[What you have to do]: List every line of the entries below that contains the string "sailboat", copying each such line in full. Case counts when matching.

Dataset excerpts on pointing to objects

____________

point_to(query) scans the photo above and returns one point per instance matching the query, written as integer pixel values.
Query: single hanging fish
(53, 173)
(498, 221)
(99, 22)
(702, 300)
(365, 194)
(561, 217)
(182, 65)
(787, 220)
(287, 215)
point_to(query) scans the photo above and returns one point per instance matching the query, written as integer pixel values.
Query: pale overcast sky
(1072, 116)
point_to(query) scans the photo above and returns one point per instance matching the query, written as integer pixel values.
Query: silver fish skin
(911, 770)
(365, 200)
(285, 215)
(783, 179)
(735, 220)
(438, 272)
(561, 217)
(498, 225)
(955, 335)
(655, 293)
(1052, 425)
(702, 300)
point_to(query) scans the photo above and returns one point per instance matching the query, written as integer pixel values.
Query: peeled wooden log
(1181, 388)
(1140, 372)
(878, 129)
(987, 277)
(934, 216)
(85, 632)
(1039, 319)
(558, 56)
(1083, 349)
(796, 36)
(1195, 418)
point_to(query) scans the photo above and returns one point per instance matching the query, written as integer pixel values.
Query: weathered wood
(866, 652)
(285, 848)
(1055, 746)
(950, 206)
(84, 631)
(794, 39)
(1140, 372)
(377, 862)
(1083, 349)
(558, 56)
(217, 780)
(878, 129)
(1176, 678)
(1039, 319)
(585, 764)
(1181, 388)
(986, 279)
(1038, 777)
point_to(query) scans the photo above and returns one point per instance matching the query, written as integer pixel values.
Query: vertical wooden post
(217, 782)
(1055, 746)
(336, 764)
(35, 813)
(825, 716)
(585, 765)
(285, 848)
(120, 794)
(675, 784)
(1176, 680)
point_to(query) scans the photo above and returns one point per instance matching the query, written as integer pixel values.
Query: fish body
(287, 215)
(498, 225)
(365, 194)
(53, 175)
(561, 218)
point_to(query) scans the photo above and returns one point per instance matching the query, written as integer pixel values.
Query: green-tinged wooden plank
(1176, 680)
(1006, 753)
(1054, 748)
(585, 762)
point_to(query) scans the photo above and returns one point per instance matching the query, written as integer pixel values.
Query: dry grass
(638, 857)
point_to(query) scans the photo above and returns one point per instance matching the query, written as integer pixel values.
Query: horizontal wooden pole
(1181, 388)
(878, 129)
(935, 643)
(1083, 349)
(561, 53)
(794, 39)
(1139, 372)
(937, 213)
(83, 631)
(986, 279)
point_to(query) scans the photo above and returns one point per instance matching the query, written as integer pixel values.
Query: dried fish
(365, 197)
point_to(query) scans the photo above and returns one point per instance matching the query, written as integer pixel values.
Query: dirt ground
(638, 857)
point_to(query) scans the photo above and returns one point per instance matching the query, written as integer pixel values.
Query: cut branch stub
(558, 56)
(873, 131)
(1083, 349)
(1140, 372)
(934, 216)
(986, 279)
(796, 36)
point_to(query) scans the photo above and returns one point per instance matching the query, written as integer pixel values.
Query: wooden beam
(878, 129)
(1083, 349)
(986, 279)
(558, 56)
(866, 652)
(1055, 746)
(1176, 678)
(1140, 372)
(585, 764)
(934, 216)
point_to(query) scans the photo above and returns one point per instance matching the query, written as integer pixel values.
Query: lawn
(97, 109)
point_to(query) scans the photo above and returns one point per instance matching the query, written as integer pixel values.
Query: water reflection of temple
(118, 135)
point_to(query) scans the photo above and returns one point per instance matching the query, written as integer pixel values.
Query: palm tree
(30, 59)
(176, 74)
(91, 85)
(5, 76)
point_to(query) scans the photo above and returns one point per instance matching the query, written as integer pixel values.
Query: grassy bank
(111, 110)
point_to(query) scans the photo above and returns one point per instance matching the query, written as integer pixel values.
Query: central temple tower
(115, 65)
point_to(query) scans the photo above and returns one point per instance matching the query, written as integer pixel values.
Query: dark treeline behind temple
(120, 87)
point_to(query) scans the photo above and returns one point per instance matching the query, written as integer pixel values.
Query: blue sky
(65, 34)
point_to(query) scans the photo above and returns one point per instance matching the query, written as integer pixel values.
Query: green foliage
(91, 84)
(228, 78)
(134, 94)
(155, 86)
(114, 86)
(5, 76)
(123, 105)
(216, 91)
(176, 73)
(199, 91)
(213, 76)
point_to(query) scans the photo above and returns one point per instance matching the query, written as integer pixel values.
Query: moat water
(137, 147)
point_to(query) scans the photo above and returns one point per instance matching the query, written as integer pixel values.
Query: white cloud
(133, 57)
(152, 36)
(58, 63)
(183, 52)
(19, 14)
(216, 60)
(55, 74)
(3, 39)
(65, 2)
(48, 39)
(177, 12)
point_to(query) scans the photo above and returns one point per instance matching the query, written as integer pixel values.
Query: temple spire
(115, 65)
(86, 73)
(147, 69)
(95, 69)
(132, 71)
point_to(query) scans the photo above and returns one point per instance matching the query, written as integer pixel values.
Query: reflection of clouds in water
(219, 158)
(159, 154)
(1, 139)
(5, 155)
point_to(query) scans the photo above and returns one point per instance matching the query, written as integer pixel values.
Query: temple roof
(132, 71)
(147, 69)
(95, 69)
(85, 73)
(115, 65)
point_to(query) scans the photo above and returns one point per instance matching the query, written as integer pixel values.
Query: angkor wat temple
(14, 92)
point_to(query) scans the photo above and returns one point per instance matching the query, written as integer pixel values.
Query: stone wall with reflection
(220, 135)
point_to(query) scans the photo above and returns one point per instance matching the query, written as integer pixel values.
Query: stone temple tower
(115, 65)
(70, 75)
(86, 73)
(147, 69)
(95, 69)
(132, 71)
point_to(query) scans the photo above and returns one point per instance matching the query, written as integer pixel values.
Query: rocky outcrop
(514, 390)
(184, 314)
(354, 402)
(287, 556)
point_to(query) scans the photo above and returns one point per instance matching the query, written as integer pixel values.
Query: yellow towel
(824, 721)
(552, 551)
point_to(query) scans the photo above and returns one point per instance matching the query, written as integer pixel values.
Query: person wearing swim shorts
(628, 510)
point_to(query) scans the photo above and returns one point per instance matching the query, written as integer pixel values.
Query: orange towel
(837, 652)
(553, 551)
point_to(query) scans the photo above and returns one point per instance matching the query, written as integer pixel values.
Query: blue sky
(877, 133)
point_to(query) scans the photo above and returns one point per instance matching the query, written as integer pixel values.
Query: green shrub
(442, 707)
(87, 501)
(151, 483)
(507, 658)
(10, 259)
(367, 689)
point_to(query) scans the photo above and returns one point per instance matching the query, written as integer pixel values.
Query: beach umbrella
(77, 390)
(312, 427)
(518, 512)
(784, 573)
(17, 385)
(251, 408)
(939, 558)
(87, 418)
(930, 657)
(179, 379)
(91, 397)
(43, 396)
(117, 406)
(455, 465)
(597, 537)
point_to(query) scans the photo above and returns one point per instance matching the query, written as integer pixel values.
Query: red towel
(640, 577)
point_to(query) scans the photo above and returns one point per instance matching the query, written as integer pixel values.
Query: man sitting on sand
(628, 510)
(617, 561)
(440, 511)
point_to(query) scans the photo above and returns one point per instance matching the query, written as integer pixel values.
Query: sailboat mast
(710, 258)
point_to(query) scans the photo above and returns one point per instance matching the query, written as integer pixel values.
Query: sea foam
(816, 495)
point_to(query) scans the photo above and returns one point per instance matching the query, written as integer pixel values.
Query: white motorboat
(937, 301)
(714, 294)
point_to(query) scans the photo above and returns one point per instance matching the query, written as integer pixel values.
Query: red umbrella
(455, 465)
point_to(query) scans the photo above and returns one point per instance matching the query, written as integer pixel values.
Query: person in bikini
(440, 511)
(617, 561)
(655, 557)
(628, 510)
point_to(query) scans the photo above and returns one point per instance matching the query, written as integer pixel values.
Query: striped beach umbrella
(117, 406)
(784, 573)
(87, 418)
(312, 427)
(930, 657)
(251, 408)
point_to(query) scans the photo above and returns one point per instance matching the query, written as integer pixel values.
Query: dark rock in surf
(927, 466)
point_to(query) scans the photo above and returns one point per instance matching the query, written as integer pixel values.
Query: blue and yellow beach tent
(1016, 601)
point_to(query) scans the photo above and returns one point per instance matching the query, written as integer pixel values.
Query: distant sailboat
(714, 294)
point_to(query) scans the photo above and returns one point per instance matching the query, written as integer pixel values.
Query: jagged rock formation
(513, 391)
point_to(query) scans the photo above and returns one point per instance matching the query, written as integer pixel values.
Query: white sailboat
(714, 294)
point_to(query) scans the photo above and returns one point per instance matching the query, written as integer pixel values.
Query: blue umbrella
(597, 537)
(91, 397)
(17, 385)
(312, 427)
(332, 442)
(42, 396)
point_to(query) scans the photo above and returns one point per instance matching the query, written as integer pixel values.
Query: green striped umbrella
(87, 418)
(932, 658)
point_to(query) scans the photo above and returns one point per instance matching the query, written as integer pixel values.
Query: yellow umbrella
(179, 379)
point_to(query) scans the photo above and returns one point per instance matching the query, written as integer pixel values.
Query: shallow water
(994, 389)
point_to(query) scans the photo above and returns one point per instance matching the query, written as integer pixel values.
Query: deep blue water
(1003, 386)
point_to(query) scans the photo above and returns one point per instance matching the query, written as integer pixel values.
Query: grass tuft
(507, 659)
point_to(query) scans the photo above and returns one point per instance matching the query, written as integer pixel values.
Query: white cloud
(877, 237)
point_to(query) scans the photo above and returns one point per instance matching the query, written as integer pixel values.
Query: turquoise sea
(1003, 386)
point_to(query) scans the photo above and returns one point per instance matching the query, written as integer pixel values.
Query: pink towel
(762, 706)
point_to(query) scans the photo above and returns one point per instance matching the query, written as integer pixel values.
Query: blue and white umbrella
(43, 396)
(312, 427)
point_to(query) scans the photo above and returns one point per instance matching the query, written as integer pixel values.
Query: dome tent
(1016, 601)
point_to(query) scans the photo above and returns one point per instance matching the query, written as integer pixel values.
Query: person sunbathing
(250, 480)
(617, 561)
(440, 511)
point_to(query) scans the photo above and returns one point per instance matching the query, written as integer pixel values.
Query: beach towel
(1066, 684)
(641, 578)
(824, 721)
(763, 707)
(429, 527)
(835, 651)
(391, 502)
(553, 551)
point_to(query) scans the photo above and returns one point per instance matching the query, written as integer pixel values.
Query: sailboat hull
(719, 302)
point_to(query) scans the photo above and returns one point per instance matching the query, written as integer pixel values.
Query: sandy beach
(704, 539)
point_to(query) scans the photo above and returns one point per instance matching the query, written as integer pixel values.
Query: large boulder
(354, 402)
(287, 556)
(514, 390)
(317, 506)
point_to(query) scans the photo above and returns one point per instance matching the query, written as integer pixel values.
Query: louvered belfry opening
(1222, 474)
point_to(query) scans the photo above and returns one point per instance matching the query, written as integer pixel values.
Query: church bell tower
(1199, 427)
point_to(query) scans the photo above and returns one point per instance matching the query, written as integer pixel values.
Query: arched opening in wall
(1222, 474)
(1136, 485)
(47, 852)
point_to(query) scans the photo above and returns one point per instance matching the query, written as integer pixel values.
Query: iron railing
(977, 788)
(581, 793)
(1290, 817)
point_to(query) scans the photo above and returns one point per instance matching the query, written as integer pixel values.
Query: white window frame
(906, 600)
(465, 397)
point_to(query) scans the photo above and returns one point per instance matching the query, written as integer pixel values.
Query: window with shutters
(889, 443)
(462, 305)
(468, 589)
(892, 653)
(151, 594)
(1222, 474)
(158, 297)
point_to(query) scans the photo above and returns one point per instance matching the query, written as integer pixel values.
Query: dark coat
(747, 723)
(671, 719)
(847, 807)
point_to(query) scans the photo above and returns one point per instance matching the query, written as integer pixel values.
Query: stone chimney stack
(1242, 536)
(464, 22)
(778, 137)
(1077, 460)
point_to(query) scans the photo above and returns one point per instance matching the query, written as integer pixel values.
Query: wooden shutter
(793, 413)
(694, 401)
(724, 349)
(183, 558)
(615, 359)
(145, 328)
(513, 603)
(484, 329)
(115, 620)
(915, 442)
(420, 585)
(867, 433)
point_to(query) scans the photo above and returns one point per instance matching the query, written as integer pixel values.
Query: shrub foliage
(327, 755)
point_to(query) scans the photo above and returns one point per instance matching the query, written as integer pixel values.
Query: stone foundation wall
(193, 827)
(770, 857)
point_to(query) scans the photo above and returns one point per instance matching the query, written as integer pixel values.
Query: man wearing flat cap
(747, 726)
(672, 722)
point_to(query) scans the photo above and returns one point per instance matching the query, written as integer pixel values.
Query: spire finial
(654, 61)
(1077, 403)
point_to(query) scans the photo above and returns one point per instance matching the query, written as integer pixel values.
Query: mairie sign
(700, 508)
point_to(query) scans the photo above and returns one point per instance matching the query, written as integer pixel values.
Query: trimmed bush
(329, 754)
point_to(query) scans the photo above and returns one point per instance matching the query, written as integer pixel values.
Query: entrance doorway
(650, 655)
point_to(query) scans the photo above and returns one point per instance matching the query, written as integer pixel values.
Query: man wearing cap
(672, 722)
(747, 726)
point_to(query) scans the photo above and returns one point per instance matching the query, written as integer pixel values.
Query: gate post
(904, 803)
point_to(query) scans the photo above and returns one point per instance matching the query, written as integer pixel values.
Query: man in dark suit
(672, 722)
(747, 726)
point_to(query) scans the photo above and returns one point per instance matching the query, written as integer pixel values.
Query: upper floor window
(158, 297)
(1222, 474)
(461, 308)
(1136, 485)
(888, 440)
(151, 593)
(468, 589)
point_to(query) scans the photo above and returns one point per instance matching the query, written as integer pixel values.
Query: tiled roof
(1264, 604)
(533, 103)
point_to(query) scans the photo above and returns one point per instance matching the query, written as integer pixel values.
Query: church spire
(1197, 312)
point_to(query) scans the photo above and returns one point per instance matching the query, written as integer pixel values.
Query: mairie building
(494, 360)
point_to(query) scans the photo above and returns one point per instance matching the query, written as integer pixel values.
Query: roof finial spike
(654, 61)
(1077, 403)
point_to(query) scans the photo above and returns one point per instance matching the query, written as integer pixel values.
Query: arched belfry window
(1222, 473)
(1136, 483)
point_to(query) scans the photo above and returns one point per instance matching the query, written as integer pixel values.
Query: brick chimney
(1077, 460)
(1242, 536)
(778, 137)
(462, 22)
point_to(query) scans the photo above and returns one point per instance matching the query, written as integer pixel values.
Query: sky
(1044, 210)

____________

[Task solution]:
Query: sailboat mast
Query: distant sailboat
Query: white sailboat
Query: sailboat hull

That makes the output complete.